─── Information given ───
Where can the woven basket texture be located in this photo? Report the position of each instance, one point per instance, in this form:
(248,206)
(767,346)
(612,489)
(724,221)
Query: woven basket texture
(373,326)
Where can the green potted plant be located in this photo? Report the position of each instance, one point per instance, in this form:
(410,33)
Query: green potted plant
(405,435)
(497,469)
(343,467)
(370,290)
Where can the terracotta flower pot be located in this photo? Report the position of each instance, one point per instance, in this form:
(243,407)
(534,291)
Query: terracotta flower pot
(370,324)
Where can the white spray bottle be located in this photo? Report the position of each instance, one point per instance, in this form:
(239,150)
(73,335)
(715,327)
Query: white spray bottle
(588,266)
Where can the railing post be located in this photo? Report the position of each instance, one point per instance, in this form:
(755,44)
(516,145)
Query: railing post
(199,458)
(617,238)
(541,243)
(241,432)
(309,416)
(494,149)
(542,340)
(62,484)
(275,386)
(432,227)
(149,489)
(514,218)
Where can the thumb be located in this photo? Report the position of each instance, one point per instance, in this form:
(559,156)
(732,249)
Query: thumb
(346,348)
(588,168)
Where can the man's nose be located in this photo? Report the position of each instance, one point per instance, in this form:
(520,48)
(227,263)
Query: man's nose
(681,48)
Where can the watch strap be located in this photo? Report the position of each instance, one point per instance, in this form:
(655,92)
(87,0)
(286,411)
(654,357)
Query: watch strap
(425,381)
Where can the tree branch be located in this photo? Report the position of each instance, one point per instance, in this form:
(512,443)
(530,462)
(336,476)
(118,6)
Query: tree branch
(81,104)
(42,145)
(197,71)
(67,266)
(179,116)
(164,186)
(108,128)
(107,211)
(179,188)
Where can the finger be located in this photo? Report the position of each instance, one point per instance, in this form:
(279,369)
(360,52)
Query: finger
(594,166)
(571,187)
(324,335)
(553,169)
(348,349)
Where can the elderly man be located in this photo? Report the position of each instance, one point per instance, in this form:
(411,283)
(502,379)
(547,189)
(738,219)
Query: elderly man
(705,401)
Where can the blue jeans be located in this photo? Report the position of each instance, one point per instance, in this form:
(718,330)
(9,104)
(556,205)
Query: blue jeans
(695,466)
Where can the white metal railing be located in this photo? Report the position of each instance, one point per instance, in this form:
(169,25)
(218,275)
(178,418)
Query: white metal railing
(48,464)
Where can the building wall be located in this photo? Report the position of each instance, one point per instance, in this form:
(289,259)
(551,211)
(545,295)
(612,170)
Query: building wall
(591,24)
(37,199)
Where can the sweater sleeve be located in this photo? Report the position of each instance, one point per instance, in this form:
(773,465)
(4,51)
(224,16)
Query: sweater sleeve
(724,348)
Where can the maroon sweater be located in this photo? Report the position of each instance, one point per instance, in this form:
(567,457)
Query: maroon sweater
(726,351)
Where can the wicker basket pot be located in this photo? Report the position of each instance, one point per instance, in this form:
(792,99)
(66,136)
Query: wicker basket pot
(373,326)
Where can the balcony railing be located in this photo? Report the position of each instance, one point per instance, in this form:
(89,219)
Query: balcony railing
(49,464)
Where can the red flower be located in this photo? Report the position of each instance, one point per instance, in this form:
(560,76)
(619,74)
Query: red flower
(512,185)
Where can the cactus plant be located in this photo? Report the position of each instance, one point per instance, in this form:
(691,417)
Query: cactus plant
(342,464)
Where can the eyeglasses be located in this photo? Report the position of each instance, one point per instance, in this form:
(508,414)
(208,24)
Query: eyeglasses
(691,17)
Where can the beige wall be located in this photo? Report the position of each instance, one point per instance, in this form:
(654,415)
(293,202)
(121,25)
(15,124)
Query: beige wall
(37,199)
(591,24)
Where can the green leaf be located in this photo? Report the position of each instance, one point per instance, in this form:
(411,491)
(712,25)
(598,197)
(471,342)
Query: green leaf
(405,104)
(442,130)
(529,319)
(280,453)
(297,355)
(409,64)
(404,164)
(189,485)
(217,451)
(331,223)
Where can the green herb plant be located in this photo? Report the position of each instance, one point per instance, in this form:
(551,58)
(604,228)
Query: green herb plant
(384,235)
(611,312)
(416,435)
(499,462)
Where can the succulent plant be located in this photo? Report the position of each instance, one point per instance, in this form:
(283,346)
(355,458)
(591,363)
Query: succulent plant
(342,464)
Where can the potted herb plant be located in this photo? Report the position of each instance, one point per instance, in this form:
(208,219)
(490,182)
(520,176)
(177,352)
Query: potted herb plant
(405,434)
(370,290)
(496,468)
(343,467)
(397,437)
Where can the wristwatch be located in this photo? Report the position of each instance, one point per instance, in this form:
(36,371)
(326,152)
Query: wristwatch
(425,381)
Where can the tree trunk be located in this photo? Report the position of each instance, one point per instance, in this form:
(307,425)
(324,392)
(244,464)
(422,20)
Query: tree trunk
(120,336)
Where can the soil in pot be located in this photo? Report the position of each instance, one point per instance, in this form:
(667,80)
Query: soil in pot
───
Exercise objective:
Give the rows from the line that contains "Where can the soil" through the end of the rows as a JSON list of strings, one string per line, with blank lines left out.

Exercise solution:
[
  "Where can the soil in pot be located in this photo? Report the position of each instance, one point per instance, in this form:",
  "(667,80)",
  "Query: soil in pot"
]